> _REQUIRED WORK_
A. Answer these questions about the thread on underrated horn pieces:
(i) Which piece does Olias suggest, and who composed it?
(ii) How does Kommand compare Strauss's Horn Concerto No. 2 with the first?
(iii) What influence does dgee describe in the Alec Wilder Sonatas?
B. Summarize the thread on underrated horn pieces in two sentences.
C. Reproduce the passage of the thread on underrated horn pieces starting with "I don't know" and going on through "(Nov 24, 2013)".

> _SOURCE DOCUMENT_

Begin

# Underrated Horn solo pieces



## Baeron (Aug 8, 2013)

Greetings!
I would like to have suggestions regarding really underrated pieces for solo Horn (and any accompainment that goes with it)


Thanks in advance


----------



## Klavierspieler (Jul 16, 2011)

Schumann - Adagio and Allegro, Op. 70


----------



## Kommand (Aug 28, 2013)

I don't know your skill level, but some underrated include Nocturno, Op.7 by F. Strauss, the Hindemith Sonata and Concerto, and the Gordon Jacob Concerto as well as Strauss's Horn Concerto No. 2, which is exceptionally more difficult than the first.


----------



## Reinhold (Nov 24, 2013)

The Hindemith Concerto is a great piece that deserves much more fame than it currently has, as well as the Jacob Concerto, and Franz Strauss's Concerto, Op. 8, which is not excruciatingly difficult.


----------



## Olias (Nov 18, 2010)

Three Movements for Horn and Piano - Richard Faith


----------



## dgee (Sep 26, 2013)

haha - I once could have told you a million pieces for this thread! It's slowly seeped out of my head after years of not really caring about solo playing but some (IMHO underrated) golden nuggets include the Malcolm Arnold concertos which are hella hard but fun and the Alec Wilder Sonatas which are a bit of a change (big jazzy/light music influence) but really fun


----------

End

Point labeling examples
Begin

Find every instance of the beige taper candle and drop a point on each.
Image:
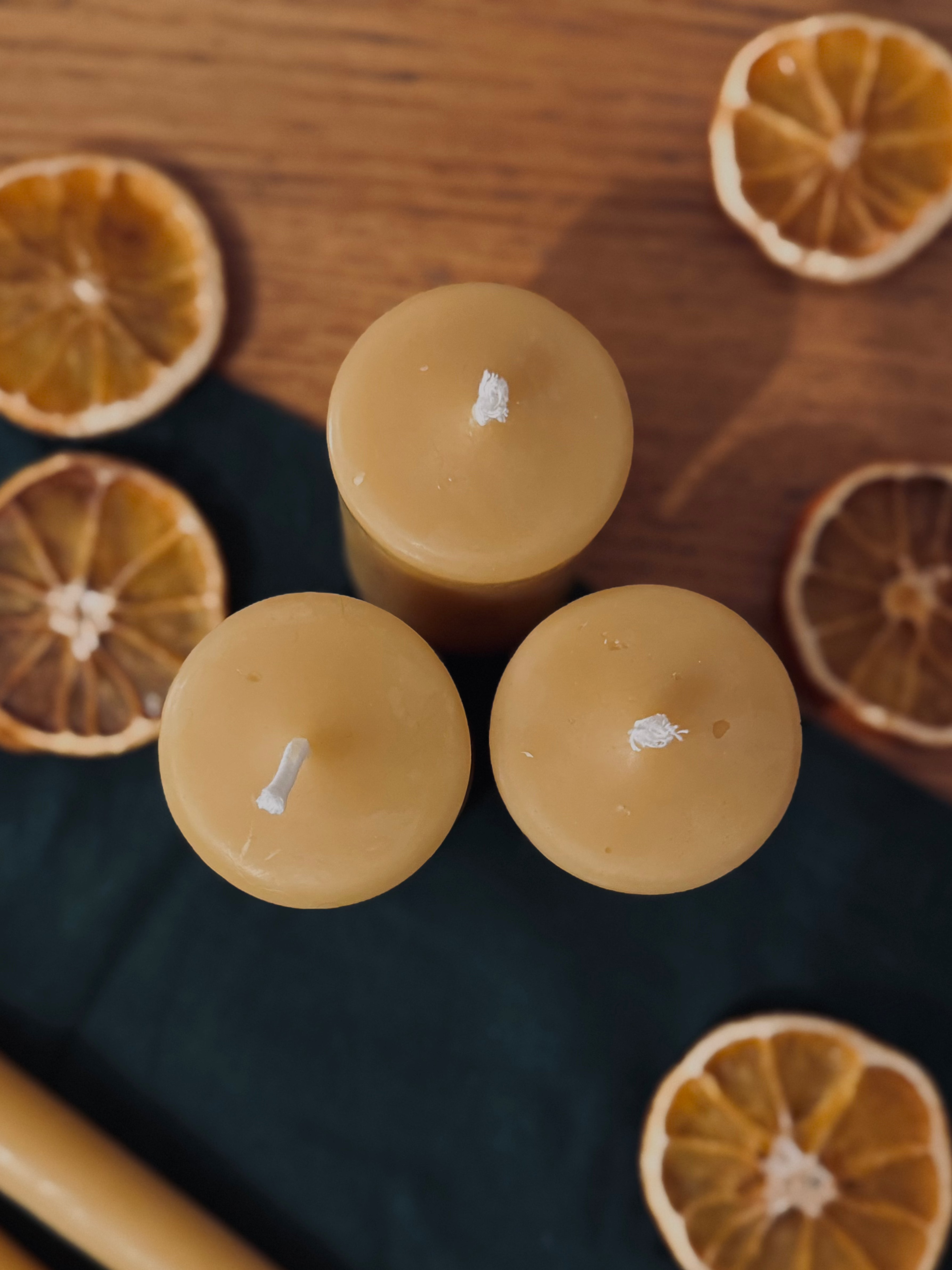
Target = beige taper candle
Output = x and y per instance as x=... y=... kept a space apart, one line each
x=97 y=1196
x=13 y=1258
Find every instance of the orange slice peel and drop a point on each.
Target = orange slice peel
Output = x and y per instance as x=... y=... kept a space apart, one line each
x=108 y=578
x=868 y=599
x=790 y=1142
x=111 y=294
x=832 y=145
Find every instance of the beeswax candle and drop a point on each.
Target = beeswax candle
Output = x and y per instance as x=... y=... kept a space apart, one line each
x=480 y=437
x=646 y=740
x=314 y=751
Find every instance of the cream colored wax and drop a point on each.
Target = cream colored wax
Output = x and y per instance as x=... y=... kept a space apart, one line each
x=466 y=503
x=97 y=1196
x=646 y=740
x=374 y=713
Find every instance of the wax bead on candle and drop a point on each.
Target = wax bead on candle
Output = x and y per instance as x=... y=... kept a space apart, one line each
x=314 y=751
x=646 y=740
x=91 y=1191
x=480 y=437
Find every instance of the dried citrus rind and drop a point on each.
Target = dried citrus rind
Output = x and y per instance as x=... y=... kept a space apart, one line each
x=868 y=597
x=789 y=1142
x=832 y=145
x=111 y=294
x=108 y=580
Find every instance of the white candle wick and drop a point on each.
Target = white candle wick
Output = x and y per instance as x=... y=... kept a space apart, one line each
x=493 y=402
x=654 y=733
x=275 y=797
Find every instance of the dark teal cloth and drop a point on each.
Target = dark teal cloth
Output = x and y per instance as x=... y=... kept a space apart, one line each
x=452 y=1076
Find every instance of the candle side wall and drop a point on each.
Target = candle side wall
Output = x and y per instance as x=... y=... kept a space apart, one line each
x=452 y=616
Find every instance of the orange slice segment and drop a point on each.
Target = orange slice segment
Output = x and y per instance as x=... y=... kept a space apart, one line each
x=108 y=580
x=869 y=599
x=111 y=294
x=832 y=144
x=789 y=1142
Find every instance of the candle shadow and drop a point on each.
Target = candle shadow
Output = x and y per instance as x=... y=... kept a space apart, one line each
x=697 y=323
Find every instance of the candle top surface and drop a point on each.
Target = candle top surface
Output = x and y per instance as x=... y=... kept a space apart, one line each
x=480 y=434
x=380 y=782
x=646 y=740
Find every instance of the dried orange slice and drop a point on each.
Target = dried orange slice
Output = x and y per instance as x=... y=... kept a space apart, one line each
x=108 y=580
x=111 y=294
x=789 y=1142
x=832 y=144
x=869 y=599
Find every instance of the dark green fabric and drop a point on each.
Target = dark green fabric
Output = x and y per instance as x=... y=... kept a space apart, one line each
x=451 y=1076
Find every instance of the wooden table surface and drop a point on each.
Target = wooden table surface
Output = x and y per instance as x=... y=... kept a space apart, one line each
x=356 y=152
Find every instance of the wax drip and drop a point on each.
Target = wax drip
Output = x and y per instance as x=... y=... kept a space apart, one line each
x=654 y=733
x=275 y=797
x=493 y=402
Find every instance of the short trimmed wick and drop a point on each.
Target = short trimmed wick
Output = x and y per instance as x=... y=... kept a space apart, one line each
x=654 y=733
x=275 y=797
x=493 y=402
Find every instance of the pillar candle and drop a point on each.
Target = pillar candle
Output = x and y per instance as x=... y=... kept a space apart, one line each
x=97 y=1196
x=314 y=751
x=13 y=1258
x=480 y=437
x=646 y=740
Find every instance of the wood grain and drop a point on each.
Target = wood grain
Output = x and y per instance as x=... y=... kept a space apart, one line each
x=355 y=152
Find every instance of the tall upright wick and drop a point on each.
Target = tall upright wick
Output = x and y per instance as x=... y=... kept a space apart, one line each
x=275 y=797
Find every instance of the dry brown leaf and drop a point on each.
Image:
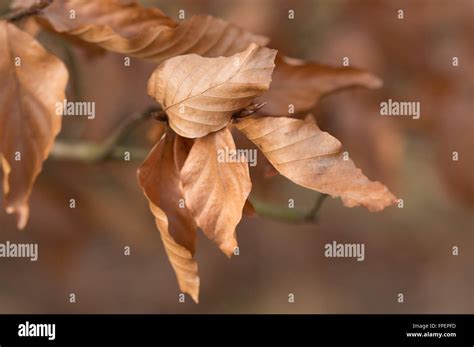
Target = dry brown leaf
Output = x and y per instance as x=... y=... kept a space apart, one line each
x=300 y=151
x=130 y=29
x=216 y=189
x=200 y=94
x=302 y=84
x=28 y=119
x=159 y=177
x=249 y=209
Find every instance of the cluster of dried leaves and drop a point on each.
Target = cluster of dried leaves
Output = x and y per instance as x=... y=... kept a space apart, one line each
x=209 y=71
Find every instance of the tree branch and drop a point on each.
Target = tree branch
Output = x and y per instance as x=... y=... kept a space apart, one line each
x=112 y=148
x=32 y=11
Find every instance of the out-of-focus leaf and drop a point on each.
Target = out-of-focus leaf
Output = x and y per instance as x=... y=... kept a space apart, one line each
x=297 y=85
x=128 y=28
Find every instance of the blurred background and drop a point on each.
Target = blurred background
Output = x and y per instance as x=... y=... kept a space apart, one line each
x=407 y=250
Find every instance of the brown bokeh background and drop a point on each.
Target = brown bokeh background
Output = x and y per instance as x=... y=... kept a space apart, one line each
x=407 y=250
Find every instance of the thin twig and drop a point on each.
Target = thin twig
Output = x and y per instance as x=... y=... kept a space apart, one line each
x=32 y=11
x=91 y=152
x=249 y=110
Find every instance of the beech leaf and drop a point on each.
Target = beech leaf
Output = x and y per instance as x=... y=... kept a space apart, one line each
x=33 y=81
x=128 y=28
x=159 y=178
x=312 y=158
x=216 y=188
x=298 y=85
x=200 y=95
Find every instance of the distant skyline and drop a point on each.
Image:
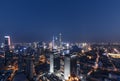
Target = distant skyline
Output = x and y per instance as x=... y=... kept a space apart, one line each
x=77 y=20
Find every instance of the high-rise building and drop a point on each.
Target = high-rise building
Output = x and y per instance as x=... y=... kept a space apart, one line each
x=7 y=40
x=66 y=67
x=73 y=64
x=56 y=62
x=51 y=63
x=70 y=65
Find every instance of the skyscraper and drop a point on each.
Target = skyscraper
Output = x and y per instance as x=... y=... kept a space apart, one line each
x=51 y=63
x=7 y=40
x=66 y=67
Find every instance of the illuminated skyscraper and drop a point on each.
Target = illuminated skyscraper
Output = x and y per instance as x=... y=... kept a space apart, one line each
x=70 y=66
x=7 y=40
x=66 y=67
x=51 y=63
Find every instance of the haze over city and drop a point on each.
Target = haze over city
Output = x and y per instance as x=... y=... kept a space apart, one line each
x=80 y=20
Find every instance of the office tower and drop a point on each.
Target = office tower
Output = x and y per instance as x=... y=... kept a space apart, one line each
x=56 y=62
x=51 y=63
x=73 y=64
x=8 y=54
x=66 y=67
x=70 y=65
x=7 y=40
x=60 y=40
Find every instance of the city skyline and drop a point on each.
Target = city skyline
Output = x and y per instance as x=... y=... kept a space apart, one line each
x=90 y=21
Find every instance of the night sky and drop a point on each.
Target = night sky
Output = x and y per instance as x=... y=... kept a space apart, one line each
x=77 y=20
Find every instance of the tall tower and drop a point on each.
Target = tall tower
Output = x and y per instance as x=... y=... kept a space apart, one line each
x=51 y=63
x=7 y=40
x=66 y=67
x=53 y=42
x=60 y=40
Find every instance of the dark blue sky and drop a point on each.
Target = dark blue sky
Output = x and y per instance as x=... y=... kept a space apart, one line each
x=77 y=20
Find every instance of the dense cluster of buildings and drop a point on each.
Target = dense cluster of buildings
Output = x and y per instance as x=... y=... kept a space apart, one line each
x=59 y=61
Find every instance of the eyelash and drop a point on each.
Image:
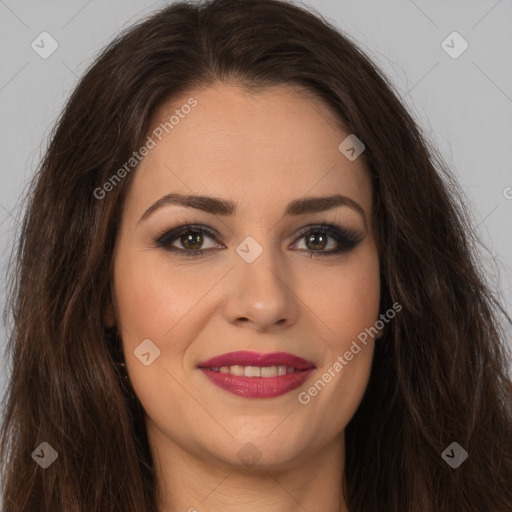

End

> _RESULTS FOR THE EXERCISE_
A.
(i) Three Movements for Horn and Piano, by Richard Faith.
(ii) It is exceptionally more difficult than the first.
(iii) A big jazzy/light music influence.

B. A forum user asks for suggestions of underrated pieces for solo horn, and others reply with works such as Schumann's Adagio and Allegro, Op. 70, the Hindemith and Gordon Jacob concertos, Franz Strauss's Concerto, Op. 8, and Richard Faith's Three Movements for Horn and Piano. One reply also recommends the Malcolm Arnold concertos, called very hard but fun, and the Alec Wilder Sonatas, which have a big jazzy/light music influence.

C.
I don't know your skill level, but some underrated include Nocturno, Op.7 by F. Strauss, the Hindemith Sonata and Concerto, and the Gordon Jacob Concerto as well as Strauss's Horn Concerto No. 2, which is exceptionally more difficult than the first.


----------



## Reinhold (Nov 24, 2013)